Aim of the exercise: Could you set down all of the data again, exactly as it stands?
--- Given records ---
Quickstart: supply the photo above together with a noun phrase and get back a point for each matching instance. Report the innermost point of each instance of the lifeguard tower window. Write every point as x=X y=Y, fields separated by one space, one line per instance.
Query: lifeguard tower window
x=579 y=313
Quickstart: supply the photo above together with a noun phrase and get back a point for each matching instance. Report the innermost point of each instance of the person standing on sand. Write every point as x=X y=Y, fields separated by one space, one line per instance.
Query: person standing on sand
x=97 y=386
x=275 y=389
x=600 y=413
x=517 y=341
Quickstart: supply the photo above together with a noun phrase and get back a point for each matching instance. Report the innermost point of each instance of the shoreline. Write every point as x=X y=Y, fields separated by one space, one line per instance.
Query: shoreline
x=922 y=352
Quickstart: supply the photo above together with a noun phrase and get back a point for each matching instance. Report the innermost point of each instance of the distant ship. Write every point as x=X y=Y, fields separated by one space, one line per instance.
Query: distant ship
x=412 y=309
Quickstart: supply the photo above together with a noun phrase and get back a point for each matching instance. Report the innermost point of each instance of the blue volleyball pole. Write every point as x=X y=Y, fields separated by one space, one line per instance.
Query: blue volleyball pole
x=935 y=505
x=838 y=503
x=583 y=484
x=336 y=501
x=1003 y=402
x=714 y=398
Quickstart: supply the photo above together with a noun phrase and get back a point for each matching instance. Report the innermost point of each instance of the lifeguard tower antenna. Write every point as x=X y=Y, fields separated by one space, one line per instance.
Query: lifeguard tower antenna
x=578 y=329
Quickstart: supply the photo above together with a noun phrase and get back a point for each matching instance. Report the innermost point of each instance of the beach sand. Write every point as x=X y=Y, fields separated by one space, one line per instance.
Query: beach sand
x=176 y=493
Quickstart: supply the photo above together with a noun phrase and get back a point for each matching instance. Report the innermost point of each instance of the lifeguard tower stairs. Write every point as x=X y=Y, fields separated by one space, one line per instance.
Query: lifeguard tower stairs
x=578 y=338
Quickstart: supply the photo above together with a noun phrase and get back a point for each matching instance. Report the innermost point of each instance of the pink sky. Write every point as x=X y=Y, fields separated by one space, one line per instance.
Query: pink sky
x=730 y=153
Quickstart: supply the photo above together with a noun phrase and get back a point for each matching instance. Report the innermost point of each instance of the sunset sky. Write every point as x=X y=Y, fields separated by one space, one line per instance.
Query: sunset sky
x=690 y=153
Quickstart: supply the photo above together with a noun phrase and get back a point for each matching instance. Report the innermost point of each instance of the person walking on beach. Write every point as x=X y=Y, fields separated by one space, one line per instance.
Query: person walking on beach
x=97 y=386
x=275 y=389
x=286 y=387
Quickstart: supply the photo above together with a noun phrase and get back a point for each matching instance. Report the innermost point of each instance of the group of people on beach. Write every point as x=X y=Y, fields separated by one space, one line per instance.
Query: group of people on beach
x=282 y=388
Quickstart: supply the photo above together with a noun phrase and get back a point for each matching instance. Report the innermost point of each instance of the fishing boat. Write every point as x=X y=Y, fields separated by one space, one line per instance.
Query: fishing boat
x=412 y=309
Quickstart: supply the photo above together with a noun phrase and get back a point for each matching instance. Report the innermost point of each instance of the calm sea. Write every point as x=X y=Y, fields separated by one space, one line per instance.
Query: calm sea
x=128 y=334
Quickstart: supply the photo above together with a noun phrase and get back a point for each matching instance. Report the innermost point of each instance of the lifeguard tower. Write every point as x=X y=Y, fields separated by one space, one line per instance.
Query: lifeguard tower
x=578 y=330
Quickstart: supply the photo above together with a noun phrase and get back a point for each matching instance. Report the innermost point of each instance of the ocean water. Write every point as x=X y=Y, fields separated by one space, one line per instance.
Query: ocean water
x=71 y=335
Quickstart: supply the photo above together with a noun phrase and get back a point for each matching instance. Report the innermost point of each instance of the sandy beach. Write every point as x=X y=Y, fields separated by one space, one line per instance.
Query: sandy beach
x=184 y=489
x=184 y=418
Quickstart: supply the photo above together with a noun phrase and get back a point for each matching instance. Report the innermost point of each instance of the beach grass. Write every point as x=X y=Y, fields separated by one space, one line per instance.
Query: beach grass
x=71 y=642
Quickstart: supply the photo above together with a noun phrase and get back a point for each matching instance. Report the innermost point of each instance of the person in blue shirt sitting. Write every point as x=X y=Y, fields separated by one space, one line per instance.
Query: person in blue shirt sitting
---
Response to this task:
Quickstart: supply the photo above together with a noun phrase and get back a point for each matching instance. Report the innermost point of each instance of the lifeguard tower window. Write every point as x=X y=Y, fields separated by one space, one line per instance.
Query: lifeguard tower window
x=579 y=313
Quickstart: supply the photo above together with a noun phrase and get back a point for each matching instance. Report the innermost point of each instance of the person standing on sand. Write every point as x=X y=Y, fields separated by one space, one line per instance.
Query: person standing on sand
x=97 y=386
x=275 y=389
x=600 y=413
x=517 y=341
Quickstart: supply the photo above together with a noun phrase and get back a point for each matching instance. Report the innermost point of each instance of the shoreline. Write every point as x=X y=Y, fields separated by one space, one line per instance.
Query: shoreline
x=922 y=352
Quickstart: supply the photo above together with a noun phrase and get back a point for each matching instance. Report the innermost point of each instance of the distant ship. Write every point as x=X y=Y, fields separated by one space, one line per instance.
Query: distant ship
x=412 y=309
Quickstart: supply the photo above together with a noun phrase and get back a point for each matching instance. Report the innermost point of each instance of the blue volleyball pole. Write every point as x=X y=Y, fields separated by one space, one line per instance.
Query: blue volleyball pole
x=935 y=505
x=838 y=503
x=583 y=484
x=336 y=501
x=1003 y=402
x=714 y=398
Quickstart: supply the photo above together with a noun phrase and get back a point for each matching instance. Report the innermost point of each instance of the lifeguard tower antenna. Write every point as x=X y=Y, fields separated by one space, one line per instance.
Query: lifeguard tower antenna
x=578 y=329
Quickstart: supply the photo above together with a noun phrase and get back a point for each matching instance. Report the innermost point of each instance of the beach sand. Write every point as x=X y=Y, fields separated by one space, one line per instance.
Query: beach sand
x=176 y=493
Quickstart: supply the photo above together with a noun phrase and get back a point for each matching instance. Report the innermost point of each instance of the lifeguard tower stairs. Write every point as x=X y=Y, fields separated by one space, one line per instance.
Query: lifeguard tower stairs
x=578 y=338
Quickstart: supply the photo above together with a noun phrase and get back a point for each matching instance. Report the innermost point of each instance of the pink sky. Write every point as x=X y=Y, fields separated by one space, one line per instance.
Query: pink sky
x=730 y=153
Quickstart: supply the photo above together with a noun phrase and get back a point for each matching instance. Report the innermost point of each instance of the sunset sky. Write every point as x=X y=Y, fields separated by one space, one line per instance.
Query: sunset sky
x=690 y=153
Quickstart: supply the photo above together with a noun phrase and get back a point for each matching instance. Report the innermost point of each instance of the person walking on beach. Write every point as x=X y=Y, fields separated by one space, one line per instance.
Query: person walking on beach
x=97 y=386
x=275 y=389
x=286 y=387
Quickstart: supply the photo above together with a noun phrase and get back a point for each matching instance. Report the innermost point of each instance of the group of people on beach. Write every point as x=X y=Y, fields separated by one space, one line per instance.
Query: group of people on beach
x=282 y=388
Quickstart: supply the photo above together with a noun phrase and get back a point for each matching instance. Report the innermost point of each instance of the fishing boat. Write every point as x=X y=Y, fields separated by one space, one line per instance.
Query: fishing boat
x=412 y=309
Quickstart: supply the photo above together with a noun phrase and get back a point for each matching instance. Report the innermost point of each instance of the calm sea. Write every point as x=X y=Y, fields separated by one space, one line per instance.
Query: calm sea
x=128 y=334
Quickstart: supply the photo above together with a noun phrase and get back a point for each matching instance. Report the innermost point of each instance of the lifeguard tower. Write every point as x=X y=Y, fields separated by one space, one line per instance.
Query: lifeguard tower
x=578 y=330
Quickstart: supply the photo above together with a noun phrase and get back a point for each matching instance. Report the innermost point of each instance of the ocean water. Write every point as x=X y=Y, fields separated by one space, one line per instance.
Query: ocean water
x=71 y=335
Quickstart: supply the photo above together with a noun phrase and get back a point for each matching instance. Report the innermost point of each instance of the sandy beach. Write every point as x=X y=Y, fields separated by one space, one line per instance.
Query: sandy beach
x=184 y=489
x=184 y=418
Quickstart: supply the photo above together with a noun phrase and get back a point for each matching instance. Report the innermost point of each instance of the beach grass. Write every point as x=X y=Y, fields separated by one space, one line per instance.
Query: beach grass
x=71 y=642
Quickstart: supply the photo above together with a noun phrase and get back a point for each matching instance. Report the innermost point of each instance of the person in blue shirt sitting. Write every point as x=X y=Y, fields separated by one space, one line per instance.
Query: person in blue shirt sitting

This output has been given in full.